--- PROMPT ---
Line by line, restate the listing below without any change.

--- RECORDS SHOWN ---
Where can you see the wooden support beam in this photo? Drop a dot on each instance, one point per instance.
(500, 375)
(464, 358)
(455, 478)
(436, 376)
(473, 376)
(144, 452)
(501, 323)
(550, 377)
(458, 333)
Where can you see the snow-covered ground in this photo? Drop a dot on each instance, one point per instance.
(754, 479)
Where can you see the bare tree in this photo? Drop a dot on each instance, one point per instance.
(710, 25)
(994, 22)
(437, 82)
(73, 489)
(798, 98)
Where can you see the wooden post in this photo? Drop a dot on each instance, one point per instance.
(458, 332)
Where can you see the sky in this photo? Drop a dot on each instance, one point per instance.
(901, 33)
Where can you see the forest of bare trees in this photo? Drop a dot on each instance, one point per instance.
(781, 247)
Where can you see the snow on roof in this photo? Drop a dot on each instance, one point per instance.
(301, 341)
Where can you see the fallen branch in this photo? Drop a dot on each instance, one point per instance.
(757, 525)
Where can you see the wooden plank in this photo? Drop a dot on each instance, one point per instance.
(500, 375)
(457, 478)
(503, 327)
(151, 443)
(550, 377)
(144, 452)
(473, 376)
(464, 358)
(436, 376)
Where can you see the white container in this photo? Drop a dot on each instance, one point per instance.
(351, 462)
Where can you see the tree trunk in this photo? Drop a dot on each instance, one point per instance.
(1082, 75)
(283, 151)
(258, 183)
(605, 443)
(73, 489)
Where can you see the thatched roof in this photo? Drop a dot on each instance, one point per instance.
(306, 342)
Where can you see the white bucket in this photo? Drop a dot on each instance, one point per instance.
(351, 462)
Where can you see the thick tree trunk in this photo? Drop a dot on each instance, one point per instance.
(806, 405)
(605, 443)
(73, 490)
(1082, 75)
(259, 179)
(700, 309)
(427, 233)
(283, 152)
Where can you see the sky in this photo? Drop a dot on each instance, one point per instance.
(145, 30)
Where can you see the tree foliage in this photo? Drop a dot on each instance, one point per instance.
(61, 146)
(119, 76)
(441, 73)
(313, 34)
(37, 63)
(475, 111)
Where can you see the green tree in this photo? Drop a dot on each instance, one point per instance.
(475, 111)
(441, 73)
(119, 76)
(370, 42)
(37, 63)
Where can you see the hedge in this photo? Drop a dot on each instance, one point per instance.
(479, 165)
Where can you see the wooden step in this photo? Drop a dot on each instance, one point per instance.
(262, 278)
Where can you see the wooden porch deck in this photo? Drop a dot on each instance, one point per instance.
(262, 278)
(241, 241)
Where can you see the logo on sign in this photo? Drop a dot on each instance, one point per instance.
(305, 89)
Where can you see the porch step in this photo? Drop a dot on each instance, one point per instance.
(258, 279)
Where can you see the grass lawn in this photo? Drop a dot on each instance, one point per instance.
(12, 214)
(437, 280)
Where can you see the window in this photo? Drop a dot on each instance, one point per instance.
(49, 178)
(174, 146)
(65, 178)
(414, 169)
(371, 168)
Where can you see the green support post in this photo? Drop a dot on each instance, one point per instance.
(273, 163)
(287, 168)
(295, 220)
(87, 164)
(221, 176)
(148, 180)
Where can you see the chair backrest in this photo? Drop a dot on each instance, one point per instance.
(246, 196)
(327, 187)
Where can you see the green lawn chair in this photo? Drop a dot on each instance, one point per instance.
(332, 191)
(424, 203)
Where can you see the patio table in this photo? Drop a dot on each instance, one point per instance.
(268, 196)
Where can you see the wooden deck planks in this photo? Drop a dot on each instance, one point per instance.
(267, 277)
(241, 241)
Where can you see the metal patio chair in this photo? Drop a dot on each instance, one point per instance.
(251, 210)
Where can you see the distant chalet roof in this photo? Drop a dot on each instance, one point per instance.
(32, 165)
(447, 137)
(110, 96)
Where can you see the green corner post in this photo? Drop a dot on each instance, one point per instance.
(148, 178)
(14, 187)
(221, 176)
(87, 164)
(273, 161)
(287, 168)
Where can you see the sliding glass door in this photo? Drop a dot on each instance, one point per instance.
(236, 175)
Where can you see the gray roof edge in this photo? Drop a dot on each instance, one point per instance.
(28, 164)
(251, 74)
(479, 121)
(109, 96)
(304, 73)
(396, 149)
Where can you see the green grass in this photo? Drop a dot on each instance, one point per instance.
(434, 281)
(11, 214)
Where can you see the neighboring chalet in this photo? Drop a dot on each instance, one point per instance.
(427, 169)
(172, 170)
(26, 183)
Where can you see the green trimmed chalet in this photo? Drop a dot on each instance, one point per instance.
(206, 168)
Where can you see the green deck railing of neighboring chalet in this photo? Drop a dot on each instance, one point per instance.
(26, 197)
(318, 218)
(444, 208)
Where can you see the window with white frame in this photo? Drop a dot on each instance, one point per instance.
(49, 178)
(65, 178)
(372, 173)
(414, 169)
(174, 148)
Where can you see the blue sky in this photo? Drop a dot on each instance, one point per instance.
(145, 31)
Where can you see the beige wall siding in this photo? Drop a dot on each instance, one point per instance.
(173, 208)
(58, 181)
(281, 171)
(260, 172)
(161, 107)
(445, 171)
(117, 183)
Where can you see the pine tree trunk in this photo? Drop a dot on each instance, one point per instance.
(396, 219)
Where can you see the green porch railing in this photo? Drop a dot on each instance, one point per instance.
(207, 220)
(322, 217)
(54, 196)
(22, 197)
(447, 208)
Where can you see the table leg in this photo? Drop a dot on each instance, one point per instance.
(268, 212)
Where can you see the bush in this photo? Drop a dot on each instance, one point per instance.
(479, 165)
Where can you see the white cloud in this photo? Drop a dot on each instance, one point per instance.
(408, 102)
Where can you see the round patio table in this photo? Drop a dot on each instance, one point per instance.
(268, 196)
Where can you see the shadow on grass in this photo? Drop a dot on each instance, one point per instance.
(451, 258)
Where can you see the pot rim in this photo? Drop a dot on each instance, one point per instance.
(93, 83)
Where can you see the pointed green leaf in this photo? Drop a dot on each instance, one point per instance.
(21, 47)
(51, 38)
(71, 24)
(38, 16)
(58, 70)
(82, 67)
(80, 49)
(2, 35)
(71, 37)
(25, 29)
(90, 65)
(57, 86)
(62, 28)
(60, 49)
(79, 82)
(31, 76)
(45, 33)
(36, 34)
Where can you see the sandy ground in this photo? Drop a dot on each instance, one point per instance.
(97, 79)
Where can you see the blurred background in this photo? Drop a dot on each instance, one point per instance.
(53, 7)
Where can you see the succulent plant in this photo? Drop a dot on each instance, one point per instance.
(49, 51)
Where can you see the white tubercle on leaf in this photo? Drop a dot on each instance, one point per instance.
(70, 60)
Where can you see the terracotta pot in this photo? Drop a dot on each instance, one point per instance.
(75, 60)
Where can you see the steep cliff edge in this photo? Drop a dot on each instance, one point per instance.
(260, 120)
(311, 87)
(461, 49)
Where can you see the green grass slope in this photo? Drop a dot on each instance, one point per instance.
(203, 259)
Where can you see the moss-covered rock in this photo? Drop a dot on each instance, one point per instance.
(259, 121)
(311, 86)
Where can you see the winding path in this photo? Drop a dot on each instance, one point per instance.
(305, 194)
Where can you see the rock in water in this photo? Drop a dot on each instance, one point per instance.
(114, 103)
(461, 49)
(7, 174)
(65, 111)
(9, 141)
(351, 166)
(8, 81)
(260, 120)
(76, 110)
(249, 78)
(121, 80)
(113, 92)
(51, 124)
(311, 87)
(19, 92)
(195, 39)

--- TASK ANSWER ---
Where can you see the wooden support beam in this photo? Drop a dot on each instance, one point per instance.
(500, 375)
(464, 358)
(455, 478)
(436, 376)
(473, 376)
(144, 452)
(501, 323)
(550, 377)
(458, 333)
Where can you see the snow-covered ground in this photo? Drop a dot on each instance, one point per instance.
(754, 479)
Where can you see the bare tree in this photo? Drop a dot on each instance, one point per instance.
(710, 25)
(994, 22)
(437, 82)
(73, 489)
(798, 98)
Where can you see the wooden post in this photo? Drop a dot on each instance, one point per instance.
(458, 332)
Where can you see the sky in this photo? Drop a dot on each instance, one point per instance.
(901, 33)
Where can you see the forest of bare trees in this photo? Drop a dot on each instance, one point per instance.
(781, 247)
Where can you see the snow on roof in this photo? Drop a dot on each instance, one point per instance.
(301, 341)
Where can you see the fallen branch in this photo? Drop a dot on each instance, one point per instance.
(757, 525)
Where can you see the wooden plank in this photo? Drop a dot on each instance, one point per instance.
(500, 375)
(457, 478)
(503, 327)
(151, 443)
(550, 377)
(144, 452)
(473, 376)
(464, 358)
(436, 376)
Where can you see the white container in this photo? Drop a dot on each instance, one point per instance.
(351, 462)
Where can you see the tree trunk in this photo? Drop a dot on each instance, one point per instance.
(1082, 75)
(283, 151)
(258, 183)
(605, 443)
(73, 489)
Where can you see the thatched roof in this photo? Drop a dot on each instance, one point per instance.
(306, 342)
Where can you see the white bucket in this photo? Drop a dot on each instance, one point per instance.
(351, 462)
Where can you see the thick tree trunk in this photo? Drop a dot on each instance, one point per instance.
(806, 405)
(605, 443)
(73, 490)
(1082, 75)
(259, 179)
(700, 309)
(427, 233)
(283, 152)
Where can you see the sky in this photo? Drop a dot on each instance, one point per instance.
(145, 30)
Where can you see the tree foliage in this photo? Drop a dot on each instance, one point per instance.
(61, 146)
(119, 76)
(441, 73)
(313, 34)
(37, 63)
(475, 111)
Where can you see the green tree in this photo? Drop a dot on each instance, one point per instance.
(475, 111)
(441, 73)
(119, 76)
(370, 42)
(37, 63)
Where can you see the hedge in this photo? Drop a dot on each instance, one point per instance.
(479, 165)
Where can you see the wooden step in this photo? Drop a dot on each instance, one point per instance.
(262, 278)
Where can you see the wooden porch deck in this photo? Drop a dot on each instance, one point per instance.
(262, 278)
(241, 241)
Where can you see the logo on sign in this photo? Drop a dot on each instance, one point per instance.
(305, 89)
Where can you see the porch step in this photo? Drop a dot on each instance, one point per instance.
(258, 279)
Where can you see the grass lawn in this photo? Drop a dot on each instance, one point per instance.
(12, 214)
(437, 280)
Where can you see the window in this photo? Drop a dot on each instance, one point per instance.
(49, 178)
(174, 146)
(65, 178)
(414, 169)
(371, 168)
Where can you see the green support post in this photo? Drop a dot on each instance, one point per instance.
(273, 163)
(287, 168)
(295, 220)
(87, 164)
(221, 176)
(148, 180)
Where can you see the chair backrest in this photo? Drop a dot on each instance, one point per instance.
(246, 196)
(327, 187)
Where can you see the green lawn chair in this photo? Drop a dot on each instance, one point per instance.
(332, 191)
(424, 203)
Where can you see the patio table in this photo? Drop a dot on each instance, one point per instance.
(268, 196)
Where can you see the wooden deck planks in this photo? Drop a dot on each instance, one point per instance.
(267, 277)
(241, 241)
Where can you see the metal patio chair in this photo? Drop a dot on each instance, one point per instance.
(251, 210)
Where can you see the distant chalet roof in this photo? Drop a dot on each instance, one point per instance.
(32, 165)
(447, 137)
(110, 96)
Where can you see the green corner post in this photo? Drop a dot on each instance, one point per instance.
(148, 178)
(14, 187)
(221, 176)
(87, 164)
(273, 161)
(287, 168)
Where can you see the sliding glass door in this photo? Drop a dot on each instance, one point per instance.
(236, 175)
Where can you see the gray roof edge in this photo? Drop a dot on each instance, one point per instance.
(28, 164)
(251, 74)
(479, 121)
(109, 96)
(304, 73)
(396, 149)
Where can you see the green grass in this photo? Drop a dot on each instance, one point per instance.
(434, 281)
(11, 214)
Where can you see the neighboring chalet in this photo? Drop a dot on each instance, one point per instance.
(427, 169)
(172, 170)
(26, 183)
Where can you see the green trimmed chalet in this photo? Drop a dot on each instance, one point per instance.
(206, 168)
Where can you see the green deck railing of neighboring chalet in this photo? Drop a dot on each instance, one point per instance.
(26, 197)
(318, 218)
(444, 208)
Where can you see the window with white frame in this photo? Drop a dot on each instance, one point per instance.
(49, 178)
(65, 178)
(372, 173)
(414, 169)
(174, 148)
Where can you see the blue sky in this photo? Drop a dot on each instance, one point per instance.
(145, 31)
Where can you see the beige wall siding in this photo? Drop a dot on each instance, one point per instance.
(173, 208)
(58, 181)
(281, 171)
(260, 172)
(161, 107)
(445, 171)
(117, 183)
Where can you see the pine tree trunk in this photo? Drop a dot on each instance, one point per instance.
(396, 219)
Where can you see the green porch railing in this photo? Drop a dot on each instance, one point per instance.
(207, 220)
(322, 217)
(54, 196)
(22, 197)
(447, 208)
Where can you see the table leg in this photo? Drop a dot on each instance, one point per instance.
(268, 212)
Where can you see the bush in this photo? Drop a dot on each instance, one point per instance.
(479, 165)
Where can you see the white cloud in this photo? Drop a dot on each instance, one point per instance.
(408, 102)
Where can you see the round patio table in this photo? Drop a dot on each instance, one point per instance.
(268, 196)
Where can you see the shadow on grass in this photo? Drop a dot on each instance, one point per instance.
(451, 258)
Where can you see the pot rim in this photo? Drop a dot on each instance, one point per instance.
(93, 83)
Where can you see the pointed green leaf in this photo? Drop a dot on each instance, one point per instance.
(21, 47)
(51, 38)
(71, 24)
(38, 16)
(58, 70)
(82, 67)
(80, 49)
(2, 35)
(71, 37)
(25, 29)
(90, 65)
(57, 86)
(62, 28)
(60, 49)
(79, 82)
(31, 76)
(45, 33)
(36, 34)
Where can you see the sandy ground in this photo? Drop a dot on each instance, one point per instance.
(97, 79)
Where can you see the blurred background in this photo? Drop a dot on each instance, one point per instance.
(53, 7)
Where can you see the succulent plant in this photo? Drop a dot on each instance, one point per instance.
(49, 51)
Where can you see the white tubercle on leaf in this photo? Drop a dot on each instance, one point per instance.
(70, 60)
Where can you see the terracotta pot in this photo? Drop a dot on each instance, one point per instance.
(75, 60)
Where can you see the steep cliff edge in this photo? Drop a dot on each instance, one point per instance.
(260, 120)
(311, 87)
(461, 49)
Where can you see the green grass slope in this photo? Drop a dot on each instance, one point per instance.
(203, 259)
Where can you see the moss-covered rock in this photo? Drop a dot on each instance, one point per instance.
(259, 121)
(311, 86)
Where can you see the winding path in this photo? Drop a dot on each instance, one point per instance.
(305, 194)
Where can you see the rock in water in this photo? Drop a dot on each instance, one point per instance.
(114, 103)
(461, 49)
(7, 174)
(65, 111)
(9, 141)
(351, 166)
(8, 81)
(260, 120)
(76, 110)
(249, 78)
(121, 80)
(113, 92)
(51, 124)
(311, 87)
(19, 92)
(195, 39)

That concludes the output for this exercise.